Еще большая inelegantia juris — второе решение Порции: конфискация имущества, которой подвергается Шейлок, потому что «республики закон постановляет, что если иностранец посягнет на жизнь кого-нибудь из граждан прямо иль косвенно и это пред судом докажется, то часть имения его идет тому, кому он угрожал погибелью; другую же половину берет казна республики себе».

А. Н. Кремлев, в ответ на недоумение Кугеля, «как же вдруг судебное домогательство Шейлока стало покушением на жизнь», отвечает:

— По ходу пьесы ясно, что сначала… не умеют усматривать в «домогательстве Шейлока» покушения на жизнь, но когда он отказывается получить сумму, в десять раз большую, и требует непременно неустойки, для всех становится очевидным, что покушение на жизнь совершено… ибо только на суде {138} Шейлоку была предложена удесятеренная сумма, и он от нее отказался.

Сделка Шейлока и Антонио по современным понятиям принадлежит к категории «заведомо безнравственных по существу», то есть лишенных правового характера и не подлежащих судебной защите, — наоборот, караемых законом, как преступления против общежития. Пятьдесят лет спустя после того, как Шекспир написал «Венецианского купца», даже в полудикой московской Руси, суровое уложение царя Алексея Михайловича угрожает кнутом и Сибирью тем свободным людям, которые, очутясь в задолженности в роде венецианца Антонио, запродадутся в кабалу. Таким образом, в правовом сознании XVII века понятие о безнравственной сделке уже совершенно ясно, и кара за нее двухсторонняя: поражает и кредитора, и должника. Венецианский суд, который Шекспир изображает совершенно растерявшимся пред иском Шейлока, мог бы прямо отвергнуть домогательство ростовщика, как недействительное по безнравственности, и, в таком случае, пожалуй, и впрямь квалифицировать его, как «косвенное покушение иностранца на жизнь гражданина». Антонио подвергся бы церковной епитимье за косвенное покушение на самоубийство, а Шейлок понес бы ту кару, которую бесправно навлек на него ученик Белларио, но — уже не по адвокатскому фортелю, а по распространению смысла закона.

(Строки):
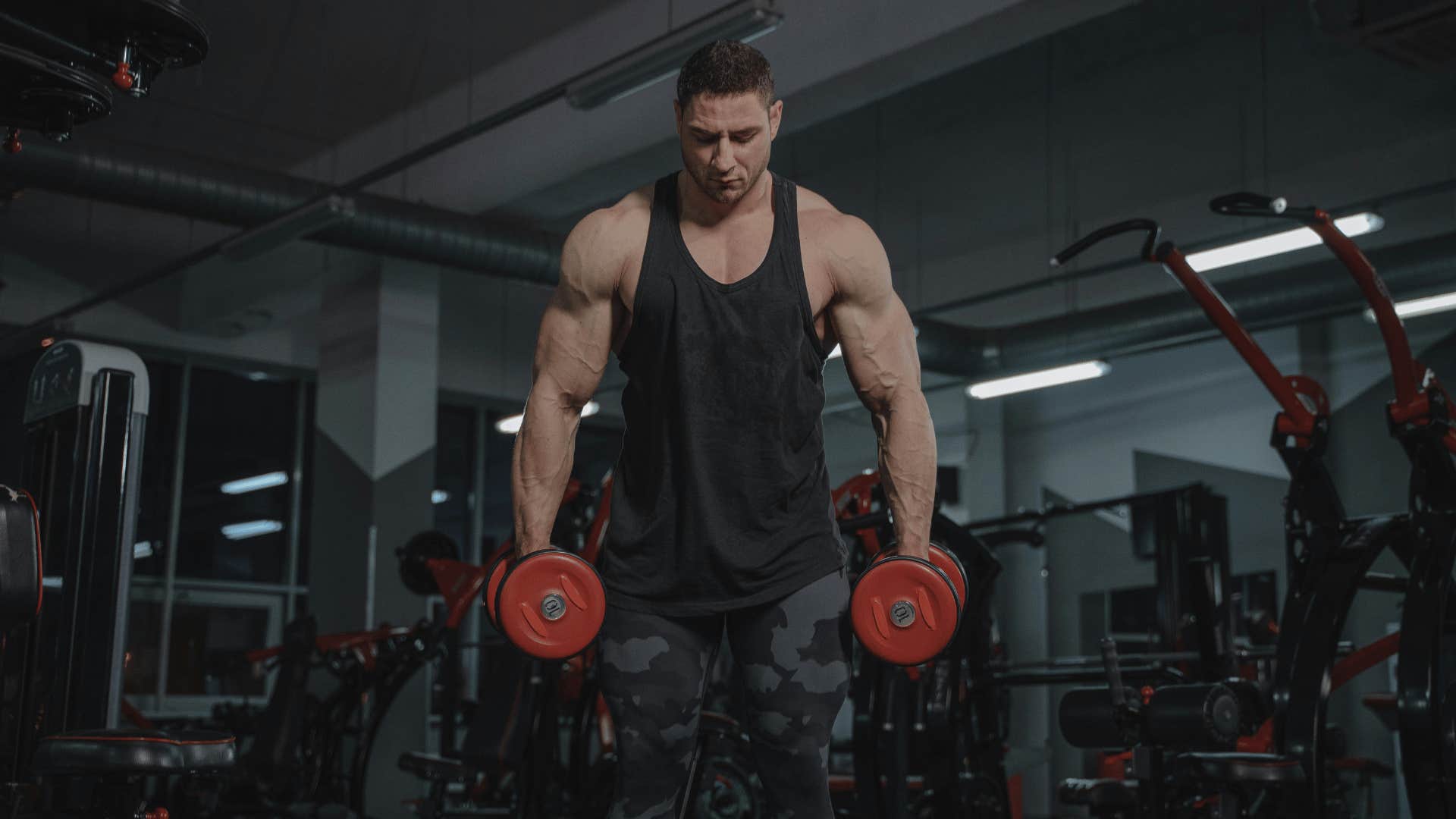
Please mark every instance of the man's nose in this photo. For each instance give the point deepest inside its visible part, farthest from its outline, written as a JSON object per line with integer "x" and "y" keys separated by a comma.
{"x": 723, "y": 156}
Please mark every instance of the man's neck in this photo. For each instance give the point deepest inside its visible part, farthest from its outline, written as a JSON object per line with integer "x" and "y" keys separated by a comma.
{"x": 699, "y": 209}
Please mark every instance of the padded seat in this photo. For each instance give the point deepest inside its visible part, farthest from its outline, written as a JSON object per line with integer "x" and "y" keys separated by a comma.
{"x": 1244, "y": 768}
{"x": 1098, "y": 795}
{"x": 140, "y": 752}
{"x": 1363, "y": 765}
{"x": 436, "y": 768}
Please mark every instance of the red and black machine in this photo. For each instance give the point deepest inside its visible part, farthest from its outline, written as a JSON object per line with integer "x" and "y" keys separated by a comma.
{"x": 1329, "y": 560}
{"x": 1420, "y": 419}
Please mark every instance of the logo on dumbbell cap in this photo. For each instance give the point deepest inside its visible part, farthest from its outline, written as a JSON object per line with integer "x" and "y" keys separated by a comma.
{"x": 554, "y": 607}
{"x": 902, "y": 614}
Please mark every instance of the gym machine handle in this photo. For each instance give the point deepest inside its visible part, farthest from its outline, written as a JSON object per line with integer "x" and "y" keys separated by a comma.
{"x": 1296, "y": 419}
{"x": 1397, "y": 344}
{"x": 1114, "y": 676}
{"x": 1147, "y": 224}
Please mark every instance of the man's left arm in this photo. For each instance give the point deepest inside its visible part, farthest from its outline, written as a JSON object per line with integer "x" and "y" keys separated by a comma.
{"x": 880, "y": 354}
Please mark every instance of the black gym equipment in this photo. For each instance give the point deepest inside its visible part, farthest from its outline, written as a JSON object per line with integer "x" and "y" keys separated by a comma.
{"x": 940, "y": 725}
{"x": 49, "y": 47}
{"x": 61, "y": 742}
{"x": 1329, "y": 560}
{"x": 47, "y": 96}
{"x": 1419, "y": 417}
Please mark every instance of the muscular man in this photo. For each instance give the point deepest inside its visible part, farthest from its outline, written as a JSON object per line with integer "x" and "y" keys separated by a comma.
{"x": 721, "y": 289}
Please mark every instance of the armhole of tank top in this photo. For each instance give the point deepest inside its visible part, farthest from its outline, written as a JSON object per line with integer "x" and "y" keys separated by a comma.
{"x": 792, "y": 254}
{"x": 647, "y": 257}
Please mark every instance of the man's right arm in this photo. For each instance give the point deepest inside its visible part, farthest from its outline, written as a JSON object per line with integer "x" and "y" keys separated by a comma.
{"x": 571, "y": 354}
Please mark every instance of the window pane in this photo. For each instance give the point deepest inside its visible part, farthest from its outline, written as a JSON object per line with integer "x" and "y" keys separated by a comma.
{"x": 143, "y": 648}
{"x": 306, "y": 497}
{"x": 239, "y": 460}
{"x": 159, "y": 450}
{"x": 199, "y": 632}
{"x": 455, "y": 466}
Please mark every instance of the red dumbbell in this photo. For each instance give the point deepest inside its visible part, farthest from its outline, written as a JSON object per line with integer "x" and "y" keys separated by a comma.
{"x": 549, "y": 604}
{"x": 905, "y": 610}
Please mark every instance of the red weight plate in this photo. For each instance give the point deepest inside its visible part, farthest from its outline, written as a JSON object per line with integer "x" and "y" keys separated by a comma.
{"x": 944, "y": 560}
{"x": 497, "y": 573}
{"x": 551, "y": 604}
{"x": 905, "y": 610}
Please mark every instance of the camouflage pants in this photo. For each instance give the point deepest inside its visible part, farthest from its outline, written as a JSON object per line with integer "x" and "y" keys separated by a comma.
{"x": 792, "y": 661}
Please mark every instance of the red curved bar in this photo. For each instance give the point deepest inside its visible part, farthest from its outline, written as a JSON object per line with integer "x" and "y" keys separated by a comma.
{"x": 598, "y": 535}
{"x": 1379, "y": 299}
{"x": 1301, "y": 420}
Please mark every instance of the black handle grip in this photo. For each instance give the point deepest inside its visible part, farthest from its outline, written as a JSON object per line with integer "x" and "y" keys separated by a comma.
{"x": 1109, "y": 232}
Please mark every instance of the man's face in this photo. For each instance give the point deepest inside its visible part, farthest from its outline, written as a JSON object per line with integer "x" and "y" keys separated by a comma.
{"x": 726, "y": 142}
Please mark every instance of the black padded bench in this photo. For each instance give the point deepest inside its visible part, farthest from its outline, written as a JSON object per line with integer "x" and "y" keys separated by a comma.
{"x": 120, "y": 752}
{"x": 1101, "y": 798}
{"x": 435, "y": 768}
{"x": 1234, "y": 768}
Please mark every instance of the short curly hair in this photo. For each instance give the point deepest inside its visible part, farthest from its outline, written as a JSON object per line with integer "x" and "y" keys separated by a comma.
{"x": 723, "y": 67}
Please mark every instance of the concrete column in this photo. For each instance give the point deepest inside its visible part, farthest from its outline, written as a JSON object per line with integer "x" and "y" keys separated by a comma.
{"x": 375, "y": 464}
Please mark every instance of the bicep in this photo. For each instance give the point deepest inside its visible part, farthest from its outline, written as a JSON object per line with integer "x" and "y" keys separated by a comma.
{"x": 577, "y": 327}
{"x": 873, "y": 325}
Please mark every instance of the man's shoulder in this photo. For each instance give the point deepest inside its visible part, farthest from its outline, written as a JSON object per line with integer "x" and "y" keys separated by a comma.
{"x": 607, "y": 238}
{"x": 618, "y": 222}
{"x": 820, "y": 222}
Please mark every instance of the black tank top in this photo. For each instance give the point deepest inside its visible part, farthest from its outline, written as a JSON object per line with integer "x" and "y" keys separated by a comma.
{"x": 721, "y": 496}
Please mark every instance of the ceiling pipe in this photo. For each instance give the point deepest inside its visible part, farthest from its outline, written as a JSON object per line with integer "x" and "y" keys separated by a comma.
{"x": 246, "y": 199}
{"x": 388, "y": 226}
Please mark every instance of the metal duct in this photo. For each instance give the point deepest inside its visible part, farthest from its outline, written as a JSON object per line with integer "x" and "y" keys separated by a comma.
{"x": 1272, "y": 299}
{"x": 245, "y": 197}
{"x": 248, "y": 197}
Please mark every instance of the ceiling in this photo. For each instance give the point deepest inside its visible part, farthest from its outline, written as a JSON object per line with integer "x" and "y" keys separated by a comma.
{"x": 287, "y": 79}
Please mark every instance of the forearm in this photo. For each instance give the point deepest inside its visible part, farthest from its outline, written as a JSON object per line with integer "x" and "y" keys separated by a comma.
{"x": 541, "y": 468}
{"x": 908, "y": 466}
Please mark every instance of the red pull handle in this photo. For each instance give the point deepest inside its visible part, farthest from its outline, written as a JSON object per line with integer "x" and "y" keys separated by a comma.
{"x": 123, "y": 77}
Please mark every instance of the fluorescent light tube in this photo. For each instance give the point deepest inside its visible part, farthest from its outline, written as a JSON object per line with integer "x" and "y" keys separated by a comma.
{"x": 264, "y": 482}
{"x": 1282, "y": 242}
{"x": 251, "y": 529}
{"x": 1038, "y": 379}
{"x": 513, "y": 425}
{"x": 664, "y": 57}
{"x": 1420, "y": 306}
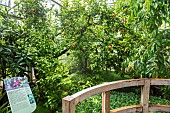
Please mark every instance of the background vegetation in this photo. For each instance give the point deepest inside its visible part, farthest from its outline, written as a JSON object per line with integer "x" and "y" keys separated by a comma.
{"x": 84, "y": 43}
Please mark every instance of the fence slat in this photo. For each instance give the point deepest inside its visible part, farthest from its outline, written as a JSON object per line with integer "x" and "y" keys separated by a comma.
{"x": 69, "y": 103}
{"x": 145, "y": 91}
{"x": 106, "y": 102}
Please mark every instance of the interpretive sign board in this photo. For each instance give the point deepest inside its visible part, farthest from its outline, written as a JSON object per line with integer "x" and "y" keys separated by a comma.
{"x": 20, "y": 96}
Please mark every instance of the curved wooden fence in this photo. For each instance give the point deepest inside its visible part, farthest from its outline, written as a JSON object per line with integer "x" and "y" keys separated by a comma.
{"x": 69, "y": 103}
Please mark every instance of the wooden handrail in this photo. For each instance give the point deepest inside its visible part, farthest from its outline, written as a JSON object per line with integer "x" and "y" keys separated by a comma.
{"x": 69, "y": 103}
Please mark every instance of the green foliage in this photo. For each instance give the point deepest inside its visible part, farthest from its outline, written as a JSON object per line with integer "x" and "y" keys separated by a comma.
{"x": 117, "y": 100}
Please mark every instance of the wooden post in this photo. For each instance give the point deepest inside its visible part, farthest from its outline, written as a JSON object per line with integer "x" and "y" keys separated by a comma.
{"x": 106, "y": 102}
{"x": 145, "y": 91}
{"x": 68, "y": 105}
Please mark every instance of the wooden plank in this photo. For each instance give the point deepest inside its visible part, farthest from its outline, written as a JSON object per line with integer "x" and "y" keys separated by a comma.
{"x": 106, "y": 102}
{"x": 86, "y": 93}
{"x": 160, "y": 81}
{"x": 163, "y": 108}
{"x": 68, "y": 105}
{"x": 145, "y": 91}
{"x": 128, "y": 109}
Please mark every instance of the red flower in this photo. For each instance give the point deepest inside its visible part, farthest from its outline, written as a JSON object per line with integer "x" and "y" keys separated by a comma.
{"x": 110, "y": 47}
{"x": 113, "y": 15}
{"x": 84, "y": 50}
{"x": 73, "y": 45}
{"x": 124, "y": 20}
{"x": 32, "y": 10}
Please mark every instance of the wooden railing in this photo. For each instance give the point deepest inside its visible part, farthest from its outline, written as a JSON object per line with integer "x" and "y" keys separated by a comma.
{"x": 69, "y": 103}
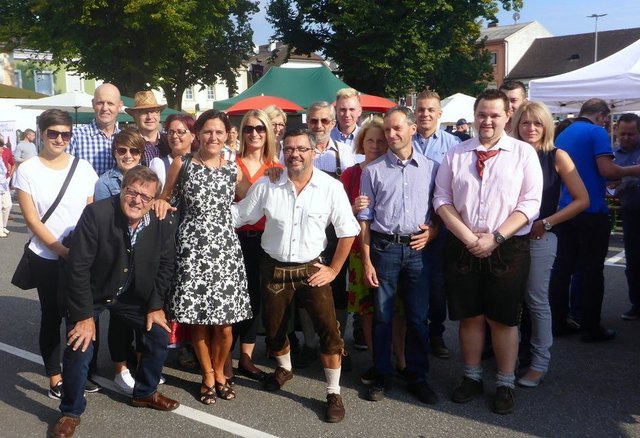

(Задания):
1 - Ответьте на вопросы по тексту о деле Шейлока.
(а) Когда, по словам А. Н. Кремлева, Шейлоку предложили удесятеренную сумму?
(б) Чье уложение грозило кнутом и Сибирью тем, кто запродастся в кабалу?
(в) Какой каре подвергся бы Антонио и за что?
2 - Перепишите из текста о деле Шейлока отрывок от слов «А. Н. Кремлев, в» до слов «от нее отказался.».

(Ответы):
1 -
(а) Только на суде.
(б) Уложение царя Алексея Михайловича.
(в) Церковной епитимье за косвенное покушение на самоубийство.

2 -
А. Н. Кремлев, в ответ на недоумение Кугеля, «как же вдруг судебное домогательство Шейлока стало покушением на жизнь», отвечает:

— По ходу пьесы ясно, что сначала… не умеют усматривать в «домогательстве Шейлока» покушения на жизнь, но когда он отказывается получить сумму, в десять раз большую, и требует непременно неустойки, для всех становится очевидным, что покушение на жизнь совершено… ибо только на суде {138} Шейлоку была предложена удесятеренная сумма, и он от нее отказался.